→ Directions
Print each line of the material again, keeping everything exact.

→ Extracted data

==================================================

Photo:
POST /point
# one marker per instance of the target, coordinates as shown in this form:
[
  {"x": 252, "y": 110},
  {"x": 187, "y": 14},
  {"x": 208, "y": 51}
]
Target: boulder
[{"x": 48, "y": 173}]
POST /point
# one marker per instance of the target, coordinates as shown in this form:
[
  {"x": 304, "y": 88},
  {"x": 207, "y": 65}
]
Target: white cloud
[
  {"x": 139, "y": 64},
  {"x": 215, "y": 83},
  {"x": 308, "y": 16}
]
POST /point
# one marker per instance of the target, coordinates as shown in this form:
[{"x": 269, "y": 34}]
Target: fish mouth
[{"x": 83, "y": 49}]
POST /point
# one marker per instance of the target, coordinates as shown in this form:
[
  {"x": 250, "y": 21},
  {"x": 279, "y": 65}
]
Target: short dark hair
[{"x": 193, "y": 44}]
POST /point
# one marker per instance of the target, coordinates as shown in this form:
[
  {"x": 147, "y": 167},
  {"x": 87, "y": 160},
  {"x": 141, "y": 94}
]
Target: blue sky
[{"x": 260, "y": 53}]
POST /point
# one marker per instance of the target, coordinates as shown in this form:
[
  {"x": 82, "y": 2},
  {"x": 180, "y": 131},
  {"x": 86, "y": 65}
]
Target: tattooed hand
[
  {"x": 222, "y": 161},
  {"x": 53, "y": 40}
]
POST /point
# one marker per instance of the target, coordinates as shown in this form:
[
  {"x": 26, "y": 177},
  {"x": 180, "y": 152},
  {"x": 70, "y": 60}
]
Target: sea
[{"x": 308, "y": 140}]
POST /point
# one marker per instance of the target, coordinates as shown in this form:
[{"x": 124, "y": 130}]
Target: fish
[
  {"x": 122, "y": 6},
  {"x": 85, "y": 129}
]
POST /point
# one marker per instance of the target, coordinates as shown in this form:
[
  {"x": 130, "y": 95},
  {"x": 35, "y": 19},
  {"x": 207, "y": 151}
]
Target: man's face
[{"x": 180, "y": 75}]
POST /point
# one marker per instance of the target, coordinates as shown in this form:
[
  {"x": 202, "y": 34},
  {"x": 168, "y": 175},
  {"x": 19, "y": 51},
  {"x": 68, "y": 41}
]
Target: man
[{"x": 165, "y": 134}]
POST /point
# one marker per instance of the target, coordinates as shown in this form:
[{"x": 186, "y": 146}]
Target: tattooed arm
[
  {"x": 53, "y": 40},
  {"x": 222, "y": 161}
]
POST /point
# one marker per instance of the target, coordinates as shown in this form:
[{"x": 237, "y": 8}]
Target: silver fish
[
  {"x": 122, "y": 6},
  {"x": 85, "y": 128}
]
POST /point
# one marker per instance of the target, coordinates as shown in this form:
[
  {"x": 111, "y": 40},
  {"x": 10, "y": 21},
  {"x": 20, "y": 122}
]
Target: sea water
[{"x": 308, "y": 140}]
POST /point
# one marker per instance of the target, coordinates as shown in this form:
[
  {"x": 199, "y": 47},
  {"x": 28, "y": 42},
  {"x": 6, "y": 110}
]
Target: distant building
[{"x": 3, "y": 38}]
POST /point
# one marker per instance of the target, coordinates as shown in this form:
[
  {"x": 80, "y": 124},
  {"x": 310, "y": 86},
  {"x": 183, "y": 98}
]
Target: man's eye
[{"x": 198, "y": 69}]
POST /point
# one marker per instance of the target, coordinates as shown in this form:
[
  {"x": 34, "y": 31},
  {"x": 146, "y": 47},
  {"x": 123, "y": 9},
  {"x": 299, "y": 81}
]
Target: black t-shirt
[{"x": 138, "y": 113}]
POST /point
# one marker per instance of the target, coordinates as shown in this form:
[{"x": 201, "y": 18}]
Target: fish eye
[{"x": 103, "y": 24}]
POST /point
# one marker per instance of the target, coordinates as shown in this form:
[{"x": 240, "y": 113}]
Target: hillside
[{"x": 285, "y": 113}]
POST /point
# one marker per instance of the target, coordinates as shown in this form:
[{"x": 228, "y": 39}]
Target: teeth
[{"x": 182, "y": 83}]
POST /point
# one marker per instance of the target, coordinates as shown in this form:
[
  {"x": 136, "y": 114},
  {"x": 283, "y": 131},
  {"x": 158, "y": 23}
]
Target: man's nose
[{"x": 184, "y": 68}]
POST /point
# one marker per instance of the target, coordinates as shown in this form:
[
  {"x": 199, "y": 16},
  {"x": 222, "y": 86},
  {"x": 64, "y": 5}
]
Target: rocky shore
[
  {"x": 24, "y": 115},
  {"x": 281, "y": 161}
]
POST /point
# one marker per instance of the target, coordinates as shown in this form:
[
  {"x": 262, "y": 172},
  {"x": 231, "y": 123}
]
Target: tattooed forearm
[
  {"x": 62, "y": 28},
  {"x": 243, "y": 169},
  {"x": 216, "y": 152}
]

==================================================

→ Solution to this task
Photo:
POST /point
# one marker per instance of the target, coordinates as shown in this form:
[
  {"x": 252, "y": 110},
  {"x": 187, "y": 14},
  {"x": 208, "y": 51}
]
Target: boulder
[{"x": 48, "y": 173}]
POST /point
# one marker per instance of the target, coordinates as shown in this form:
[
  {"x": 304, "y": 88},
  {"x": 207, "y": 65}
]
Target: white cloud
[
  {"x": 139, "y": 64},
  {"x": 215, "y": 83},
  {"x": 308, "y": 16}
]
POST /point
# one marker per instance of the target, coordinates as shown in this form:
[{"x": 269, "y": 34}]
Target: fish mouth
[{"x": 83, "y": 49}]
POST /point
# one marker per instance of the target, coordinates as shown in this form:
[
  {"x": 250, "y": 21},
  {"x": 279, "y": 65}
]
Target: short dark hair
[{"x": 193, "y": 44}]
POST /point
# one marker per instance of the target, coordinates as shown in this form:
[
  {"x": 147, "y": 167},
  {"x": 87, "y": 160},
  {"x": 141, "y": 94}
]
Target: blue sky
[{"x": 260, "y": 53}]
POST /point
# one marker per instance of the target, coordinates as shown in this form:
[
  {"x": 82, "y": 2},
  {"x": 180, "y": 131},
  {"x": 86, "y": 65}
]
Target: tattooed hand
[
  {"x": 222, "y": 161},
  {"x": 53, "y": 40}
]
POST /point
# one marker per instance of the target, coordinates as shown in this form:
[
  {"x": 26, "y": 177},
  {"x": 180, "y": 152},
  {"x": 70, "y": 60}
]
Target: sea
[{"x": 308, "y": 140}]
POST /point
# one marker per instance of the target, coordinates as shown in this form:
[{"x": 124, "y": 130}]
Target: fish
[
  {"x": 122, "y": 6},
  {"x": 85, "y": 129}
]
POST /point
# one marker per instance of the target, coordinates as shown in this form:
[
  {"x": 130, "y": 95},
  {"x": 35, "y": 19},
  {"x": 207, "y": 151}
]
Target: man's face
[{"x": 180, "y": 75}]
POST /point
# one marker per instance of the target, coordinates as shown in this form:
[
  {"x": 202, "y": 34},
  {"x": 168, "y": 175},
  {"x": 19, "y": 51},
  {"x": 68, "y": 41}
]
Target: man
[{"x": 165, "y": 134}]
POST /point
# one marker per instance of the target, coordinates as shown in this form:
[{"x": 186, "y": 146}]
Target: tattooed arm
[
  {"x": 53, "y": 40},
  {"x": 222, "y": 161}
]
POST /point
# one marker per instance of the target, coordinates as shown in this form:
[{"x": 237, "y": 8}]
Target: silver fish
[
  {"x": 122, "y": 6},
  {"x": 85, "y": 128}
]
POST /point
# one marker per instance of the target, coordinates as shown in this form:
[
  {"x": 111, "y": 40},
  {"x": 10, "y": 21},
  {"x": 20, "y": 122}
]
Target: sea water
[{"x": 308, "y": 140}]
POST /point
# one marker per instance of the target, coordinates as shown in this form:
[
  {"x": 199, "y": 47},
  {"x": 28, "y": 42},
  {"x": 6, "y": 110}
]
Target: distant building
[{"x": 3, "y": 38}]
POST /point
# one marker per instance of the target, coordinates as shown in this form:
[
  {"x": 80, "y": 124},
  {"x": 310, "y": 86},
  {"x": 183, "y": 98}
]
Target: man's eye
[{"x": 198, "y": 69}]
POST /point
# one marker per instance of the target, coordinates as shown in this form:
[
  {"x": 34, "y": 31},
  {"x": 146, "y": 47},
  {"x": 123, "y": 9},
  {"x": 299, "y": 81}
]
Target: black t-shirt
[{"x": 138, "y": 113}]
POST /point
# one marker per instance of the target, coordinates as shown in this form:
[{"x": 201, "y": 18}]
Target: fish eye
[{"x": 103, "y": 24}]
POST /point
# one marker per instance of the target, coordinates as shown in this form:
[{"x": 240, "y": 113}]
Target: hillside
[{"x": 285, "y": 113}]
POST /point
# one marker per instance of the target, coordinates as shown in this form:
[{"x": 228, "y": 39}]
Target: teeth
[{"x": 182, "y": 83}]
POST /point
# one marker per instance of the target, coordinates as shown in this form:
[
  {"x": 136, "y": 114},
  {"x": 283, "y": 131},
  {"x": 158, "y": 23}
]
Target: man's nose
[{"x": 184, "y": 68}]
POST /point
# one marker per instance of the target, coordinates as shown in this form:
[
  {"x": 199, "y": 16},
  {"x": 222, "y": 86},
  {"x": 64, "y": 5}
]
Target: rocky shore
[
  {"x": 24, "y": 115},
  {"x": 281, "y": 161}
]
POST /point
# one marker per instance of the target, coordinates as shown in this form:
[
  {"x": 262, "y": 172},
  {"x": 231, "y": 123}
]
Target: tattooed forearm
[
  {"x": 62, "y": 28},
  {"x": 243, "y": 169},
  {"x": 216, "y": 152}
]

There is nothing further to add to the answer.